== Aim of the task ==
Write out again every line from the one that contains "Point on each instance of the man in" through the end of the records, requests included. Adjust each coordinate in the answers by -23.

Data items
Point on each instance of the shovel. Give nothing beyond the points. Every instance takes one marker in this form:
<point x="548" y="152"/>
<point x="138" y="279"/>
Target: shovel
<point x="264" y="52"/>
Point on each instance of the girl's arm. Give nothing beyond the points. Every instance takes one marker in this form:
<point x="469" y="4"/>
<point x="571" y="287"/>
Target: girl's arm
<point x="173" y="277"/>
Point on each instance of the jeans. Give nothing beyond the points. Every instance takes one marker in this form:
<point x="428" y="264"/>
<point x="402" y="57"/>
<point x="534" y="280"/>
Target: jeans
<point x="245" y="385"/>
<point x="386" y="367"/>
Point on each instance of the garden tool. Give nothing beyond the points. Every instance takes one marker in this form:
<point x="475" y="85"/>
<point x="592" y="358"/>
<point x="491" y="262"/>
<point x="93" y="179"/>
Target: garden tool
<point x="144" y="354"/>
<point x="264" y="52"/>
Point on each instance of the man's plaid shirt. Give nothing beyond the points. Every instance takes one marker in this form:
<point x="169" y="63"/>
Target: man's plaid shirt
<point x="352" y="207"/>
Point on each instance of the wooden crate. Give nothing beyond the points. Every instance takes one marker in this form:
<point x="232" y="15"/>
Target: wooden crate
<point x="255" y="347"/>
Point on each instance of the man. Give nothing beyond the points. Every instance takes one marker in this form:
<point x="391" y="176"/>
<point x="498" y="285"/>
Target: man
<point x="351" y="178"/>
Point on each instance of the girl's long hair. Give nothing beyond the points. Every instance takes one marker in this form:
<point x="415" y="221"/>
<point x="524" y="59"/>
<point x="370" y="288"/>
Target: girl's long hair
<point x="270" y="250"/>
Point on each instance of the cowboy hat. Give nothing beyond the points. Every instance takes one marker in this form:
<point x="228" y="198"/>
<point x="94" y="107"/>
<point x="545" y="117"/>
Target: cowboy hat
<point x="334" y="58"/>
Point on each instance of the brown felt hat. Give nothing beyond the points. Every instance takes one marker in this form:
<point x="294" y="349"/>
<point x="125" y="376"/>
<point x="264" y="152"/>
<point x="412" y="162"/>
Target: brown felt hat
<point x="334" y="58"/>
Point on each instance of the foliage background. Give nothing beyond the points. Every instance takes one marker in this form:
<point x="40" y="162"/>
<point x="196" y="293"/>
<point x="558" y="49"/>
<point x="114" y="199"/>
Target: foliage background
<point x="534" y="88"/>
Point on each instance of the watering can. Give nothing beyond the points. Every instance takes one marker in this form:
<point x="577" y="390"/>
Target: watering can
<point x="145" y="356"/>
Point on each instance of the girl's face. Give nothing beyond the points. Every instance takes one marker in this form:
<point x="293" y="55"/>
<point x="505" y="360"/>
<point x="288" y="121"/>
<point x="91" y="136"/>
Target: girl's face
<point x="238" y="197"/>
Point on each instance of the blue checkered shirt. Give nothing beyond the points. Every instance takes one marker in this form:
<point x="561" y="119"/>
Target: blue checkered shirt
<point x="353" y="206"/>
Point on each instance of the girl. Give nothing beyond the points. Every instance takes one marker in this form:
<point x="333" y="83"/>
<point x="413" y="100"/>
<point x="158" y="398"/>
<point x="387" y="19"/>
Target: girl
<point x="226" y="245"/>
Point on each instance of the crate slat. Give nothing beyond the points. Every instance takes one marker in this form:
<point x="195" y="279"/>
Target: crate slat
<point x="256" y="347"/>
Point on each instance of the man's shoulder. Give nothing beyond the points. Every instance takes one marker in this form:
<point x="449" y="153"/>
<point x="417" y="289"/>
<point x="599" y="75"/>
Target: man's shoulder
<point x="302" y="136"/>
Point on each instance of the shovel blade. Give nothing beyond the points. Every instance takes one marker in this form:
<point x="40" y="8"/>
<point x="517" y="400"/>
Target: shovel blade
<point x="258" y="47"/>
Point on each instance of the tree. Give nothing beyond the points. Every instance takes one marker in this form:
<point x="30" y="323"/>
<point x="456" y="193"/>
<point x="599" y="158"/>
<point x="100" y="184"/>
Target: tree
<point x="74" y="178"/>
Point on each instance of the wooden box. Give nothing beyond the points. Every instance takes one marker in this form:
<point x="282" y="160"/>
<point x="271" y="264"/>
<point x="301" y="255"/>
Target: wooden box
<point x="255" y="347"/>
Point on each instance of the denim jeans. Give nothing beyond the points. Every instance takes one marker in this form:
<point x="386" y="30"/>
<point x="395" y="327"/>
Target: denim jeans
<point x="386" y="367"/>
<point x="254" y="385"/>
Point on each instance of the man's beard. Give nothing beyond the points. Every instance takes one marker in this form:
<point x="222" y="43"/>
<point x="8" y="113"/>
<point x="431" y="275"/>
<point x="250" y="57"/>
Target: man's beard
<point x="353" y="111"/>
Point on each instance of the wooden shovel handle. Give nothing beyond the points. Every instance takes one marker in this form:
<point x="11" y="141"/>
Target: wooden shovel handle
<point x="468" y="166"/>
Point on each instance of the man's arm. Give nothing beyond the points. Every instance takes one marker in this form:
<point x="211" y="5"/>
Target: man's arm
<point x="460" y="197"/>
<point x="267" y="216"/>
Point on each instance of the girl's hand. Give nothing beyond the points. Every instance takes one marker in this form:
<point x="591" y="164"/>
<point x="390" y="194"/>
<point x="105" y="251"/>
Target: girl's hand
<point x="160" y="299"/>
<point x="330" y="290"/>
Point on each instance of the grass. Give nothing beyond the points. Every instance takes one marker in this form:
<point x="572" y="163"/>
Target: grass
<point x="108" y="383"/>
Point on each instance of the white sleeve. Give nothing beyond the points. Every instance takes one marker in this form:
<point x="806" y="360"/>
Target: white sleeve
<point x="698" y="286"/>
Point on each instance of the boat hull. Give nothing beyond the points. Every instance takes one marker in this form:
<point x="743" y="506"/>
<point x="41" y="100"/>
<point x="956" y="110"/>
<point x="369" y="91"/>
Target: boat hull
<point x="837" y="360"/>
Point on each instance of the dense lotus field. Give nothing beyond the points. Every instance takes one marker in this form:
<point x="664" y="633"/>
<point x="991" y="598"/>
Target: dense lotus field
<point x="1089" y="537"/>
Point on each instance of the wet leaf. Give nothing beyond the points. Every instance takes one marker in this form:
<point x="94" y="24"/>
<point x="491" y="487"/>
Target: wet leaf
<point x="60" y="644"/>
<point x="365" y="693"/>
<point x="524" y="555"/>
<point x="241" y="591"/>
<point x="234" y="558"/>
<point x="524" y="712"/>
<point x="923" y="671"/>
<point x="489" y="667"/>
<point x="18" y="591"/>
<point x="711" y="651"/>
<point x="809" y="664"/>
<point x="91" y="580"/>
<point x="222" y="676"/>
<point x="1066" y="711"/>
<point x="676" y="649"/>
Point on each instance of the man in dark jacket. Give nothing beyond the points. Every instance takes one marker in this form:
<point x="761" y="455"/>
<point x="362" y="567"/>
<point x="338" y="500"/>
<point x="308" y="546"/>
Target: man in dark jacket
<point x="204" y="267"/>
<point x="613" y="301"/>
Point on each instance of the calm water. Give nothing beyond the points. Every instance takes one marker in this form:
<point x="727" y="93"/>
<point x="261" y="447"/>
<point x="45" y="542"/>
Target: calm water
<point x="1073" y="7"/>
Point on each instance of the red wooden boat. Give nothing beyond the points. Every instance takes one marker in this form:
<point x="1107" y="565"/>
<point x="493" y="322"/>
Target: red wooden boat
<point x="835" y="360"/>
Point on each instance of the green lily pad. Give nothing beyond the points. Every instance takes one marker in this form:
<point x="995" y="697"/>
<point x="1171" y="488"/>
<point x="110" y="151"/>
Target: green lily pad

== Exercise response ==
Point on each instance of the man in dark jacket. Give nothing beyond the points. Every instance takes one marker in this form:
<point x="761" y="455"/>
<point x="362" y="567"/>
<point x="338" y="500"/>
<point x="308" y="546"/>
Target: man in dark jacket
<point x="181" y="244"/>
<point x="590" y="278"/>
Point on each instance of the calm water. Give nothing beyond the points. Every instance takes one marker in this form:
<point x="727" y="93"/>
<point x="261" y="447"/>
<point x="45" y="542"/>
Target: calm water
<point x="1050" y="-16"/>
Point on each instance of the red wooden boat. Give nothing beyond the points. Every instance takes one marker in this form:
<point x="1107" y="565"/>
<point x="493" y="322"/>
Target: red wooden boat
<point x="812" y="337"/>
Point on each instance of the green lily pad. Give nothing beyond the points. Every instance takes one marker in this form:
<point x="995" y="697"/>
<point x="1171" y="488"/>
<point x="110" y="151"/>
Target: green lily pad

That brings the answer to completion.